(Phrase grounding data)
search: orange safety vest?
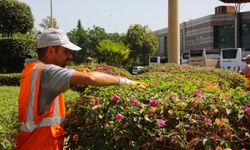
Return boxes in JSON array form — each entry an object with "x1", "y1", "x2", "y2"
[
  {"x1": 15, "y1": 61, "x2": 66, "y2": 150},
  {"x1": 245, "y1": 65, "x2": 250, "y2": 89}
]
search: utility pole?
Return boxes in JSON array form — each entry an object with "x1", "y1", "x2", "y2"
[
  {"x1": 235, "y1": 3, "x2": 241, "y2": 48},
  {"x1": 50, "y1": 0, "x2": 53, "y2": 28},
  {"x1": 168, "y1": 0, "x2": 180, "y2": 65}
]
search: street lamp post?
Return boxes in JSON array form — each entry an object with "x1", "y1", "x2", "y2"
[{"x1": 50, "y1": 0, "x2": 53, "y2": 28}]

* **What to do**
From the first line to the last, retype the data exactly, but omit every image.

* **Exercise answer**
search: orange safety vest?
Return boxes in JSON array form — each entry an object with "x1", "y1", "x2", "y2"
[
  {"x1": 15, "y1": 61, "x2": 66, "y2": 150},
  {"x1": 245, "y1": 65, "x2": 250, "y2": 89}
]
search: utility pole?
Return boxes in JSON array form — each entry an object with "x1", "y1", "x2", "y2"
[
  {"x1": 235, "y1": 3, "x2": 241, "y2": 48},
  {"x1": 50, "y1": 0, "x2": 53, "y2": 28},
  {"x1": 168, "y1": 0, "x2": 180, "y2": 65}
]
search: street lamp post?
Return boxes in JSON array form — each entry an object with "x1", "y1", "x2", "y2"
[{"x1": 50, "y1": 0, "x2": 53, "y2": 28}]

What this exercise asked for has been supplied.